Extract:
>>>>>

About 30 years ago we were hunting deer with dogs and shotguns in a club that is no more. Anyway, and Mostly important, a very old man had a buck run by. He shot him only once, and the buck was hit but kept going out of sight.Later we were trailing the deer with a good trail dog. The owner of the trail dog noticed the old mans shotgun and replied. Mr. S_____. You have a double barrel, Why didn't you shoot him twice, To which the old man replied. G______. The other barrel is only in case there are two deer. 
MORAL. Why tote an auto. Give me one good reason. OH Yea. They are fun.That was mine to for about 10 years. But a bolt or a single will make you think before you shoot. 
Just about a dollars worth,---$ .02 wouldn't have been enough change.


----------



## HisName (Nov 29, 2009)

collardncornbread said:


> Why tote an auto. Give me one good reason. QUOTE]
> 
> I hunt alone. 25+ years back I was taken prisoner on Bell Fountain hunt club land when I strayed over by accident. they were vigilante types according to the game warden.
> 
> ...


----------



## FrankwT (Jul 25, 2010)

<<<<<

Given data:
>>>>>

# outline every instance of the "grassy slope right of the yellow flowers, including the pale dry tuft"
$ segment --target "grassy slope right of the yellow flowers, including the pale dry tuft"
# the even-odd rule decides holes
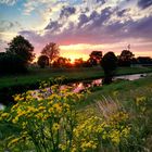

<<<<<

Activity:
Reproduce the part of the hunting thread starting with "About 30 years" and going on through "are two deer.". The listing comes from a different source than the hunting thread.

Exercise answer:
About 30 years ago we were hunting deer with dogs and shotguns in a club that is no more. Anyway, and Mostly important, a very old man had a buck run by. He shot him only once, and the buck was hit but kept going out of sight.Later we were trailing the deer with a good trail dog. The owner of the trail dog noticed the old mans shotgun and replied. Mr. S_____. You have a double barrel, Why didn't you shoot him twice, To which the old man replied. G______. The other barrel is only in case there are two deer.